Set exercise >> Rewrite every one of the records below as a two-column CSV with the header text,answer and one row per record. Put each record's text and its answer in their own quoted fields, and turn any line breaks into spaces.

Dataset rows >>
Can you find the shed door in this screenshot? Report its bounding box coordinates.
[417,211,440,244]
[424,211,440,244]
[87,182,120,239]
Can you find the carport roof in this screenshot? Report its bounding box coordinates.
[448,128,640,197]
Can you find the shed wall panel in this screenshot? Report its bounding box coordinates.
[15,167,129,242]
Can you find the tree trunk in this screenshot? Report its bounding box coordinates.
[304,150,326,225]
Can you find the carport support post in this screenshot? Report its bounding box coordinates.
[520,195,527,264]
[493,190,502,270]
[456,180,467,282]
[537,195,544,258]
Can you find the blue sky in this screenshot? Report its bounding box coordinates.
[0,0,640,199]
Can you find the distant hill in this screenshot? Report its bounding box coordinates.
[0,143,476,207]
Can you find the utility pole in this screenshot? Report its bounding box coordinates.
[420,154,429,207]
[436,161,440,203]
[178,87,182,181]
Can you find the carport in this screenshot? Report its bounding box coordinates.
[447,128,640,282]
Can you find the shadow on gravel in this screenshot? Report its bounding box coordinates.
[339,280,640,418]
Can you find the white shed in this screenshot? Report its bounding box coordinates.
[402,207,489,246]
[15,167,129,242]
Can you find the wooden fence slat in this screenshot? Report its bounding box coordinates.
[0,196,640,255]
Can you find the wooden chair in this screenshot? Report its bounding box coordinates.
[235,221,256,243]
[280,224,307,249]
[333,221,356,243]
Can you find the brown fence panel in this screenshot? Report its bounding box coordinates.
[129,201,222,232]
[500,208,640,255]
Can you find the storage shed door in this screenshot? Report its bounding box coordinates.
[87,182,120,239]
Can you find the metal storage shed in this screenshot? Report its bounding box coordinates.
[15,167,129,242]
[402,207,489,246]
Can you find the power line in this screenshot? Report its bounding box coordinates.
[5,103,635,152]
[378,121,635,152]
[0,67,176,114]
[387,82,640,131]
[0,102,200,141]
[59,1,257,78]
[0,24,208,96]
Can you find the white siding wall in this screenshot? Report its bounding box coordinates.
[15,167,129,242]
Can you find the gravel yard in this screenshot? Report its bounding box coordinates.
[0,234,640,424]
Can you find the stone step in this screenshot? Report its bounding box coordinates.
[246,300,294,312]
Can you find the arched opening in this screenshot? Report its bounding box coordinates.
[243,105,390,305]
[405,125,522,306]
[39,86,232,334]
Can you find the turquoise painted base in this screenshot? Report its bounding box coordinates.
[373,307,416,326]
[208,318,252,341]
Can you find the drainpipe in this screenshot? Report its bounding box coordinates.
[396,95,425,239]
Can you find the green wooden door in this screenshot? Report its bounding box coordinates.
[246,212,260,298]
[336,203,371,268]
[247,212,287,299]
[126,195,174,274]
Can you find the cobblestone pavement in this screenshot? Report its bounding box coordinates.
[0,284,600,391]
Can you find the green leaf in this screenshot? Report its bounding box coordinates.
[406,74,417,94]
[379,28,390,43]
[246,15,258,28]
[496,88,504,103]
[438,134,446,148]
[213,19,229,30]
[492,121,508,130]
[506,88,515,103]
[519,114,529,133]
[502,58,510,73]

Written answer >>
text,answer
"Can you find the shed door in this screenshot? Report its bounding box coordinates.","[417,211,440,244] [424,211,440,244] [87,182,120,239]"
"Can you find the carport roof in this screenshot? Report its bounding box coordinates.","[448,128,640,197]"
"Can you find the shed wall panel in this screenshot? Report its bounding box coordinates.","[15,167,129,242]"
"Can you find the tree trunk in this screenshot? Report its bounding box coordinates.","[304,150,326,225]"
"Can you find the carport support post in this screenshot? Report its bounding box coordinates.","[520,195,527,264] [493,190,502,270] [456,180,467,282] [537,195,544,258]"
"Can you find the blue sky in this screenshot? Report its bounding box coordinates.","[0,0,640,199]"
"Can you find the distant hill in this screenshot? Report its bounding box coordinates.","[0,143,476,207]"
"Can you find the utility pole in this screenshot? Report its bounding box coordinates.","[420,154,429,207] [436,161,440,203] [178,87,182,181]"
"Can you find the carport in this screenshot? Report its bounding box coordinates.","[447,128,640,282]"
"Can you find the shadow on gravel in this screenshot? Report its bounding box coordinates.","[339,280,640,418]"
"Can you find the white shed in this screenshot? Report its bounding box coordinates.","[402,207,489,246] [15,167,129,242]"
"Can you find the wooden fence slat in this screenshot? Report its bounding box coordinates.","[0,196,640,255]"
"Can you find the wooden chair in this screenshot? Report its bounding box coordinates.","[235,221,256,243] [280,224,307,249] [333,221,356,243]"
"Can you find the brown fence panel in this screenshot? Report its bounding box coordinates.","[129,201,222,232] [500,208,640,255]"
"Can you find the storage shed door in this screenshot? Report its bounding box coordinates.","[87,182,120,239]"
"Can you find the metal storage shed in this screenshot? Report its bounding box coordinates.","[15,167,129,242] [402,207,489,246]"
"Can you find the power line in this screenshot? Report its bounding box coordinates.","[5,103,635,152] [378,121,635,152] [0,67,176,114] [387,82,640,131] [0,102,200,141] [59,1,257,78] [0,24,208,96]"
"Can you find the white siding wall in this screenshot? Report its bounding box coordinates.","[15,167,129,242]"
"Can you find the gravel yard in this screenshot? Report its bounding box coordinates.","[0,234,640,424]"
"Can you find the stone step in this screenshot? Report its bounding box coordinates.","[246,300,294,312]"
"Can you find the arched opening in this screenshot? Report its bounding box coordinates.","[243,105,390,305] [405,125,522,306] [39,86,232,334]"
"Can you find the turquoise painted base in this screenshot? Report its bounding box coordinates.","[373,307,416,326] [208,318,252,341]"
"Can you find the drainpipe in this screenshot? Report its bounding box coordinates.","[396,95,425,239]"
"Can you find the green wooden door in this screenshot? Report its bounding box coordinates.","[246,212,260,298] [336,203,371,268] [247,212,287,299] [126,195,174,274]"
"Can you find the cobblestone pavement in this screenshot? Report its bounding box coordinates.","[0,284,600,391]"
"Can you find the green leaf in this screenshot? Report its bounding box coordinates.","[406,74,417,94] [379,28,390,43] [246,15,258,28] [496,88,504,103] [438,134,446,148] [213,19,229,30] [492,121,508,130] [506,88,515,103] [519,114,529,133] [502,58,510,73]"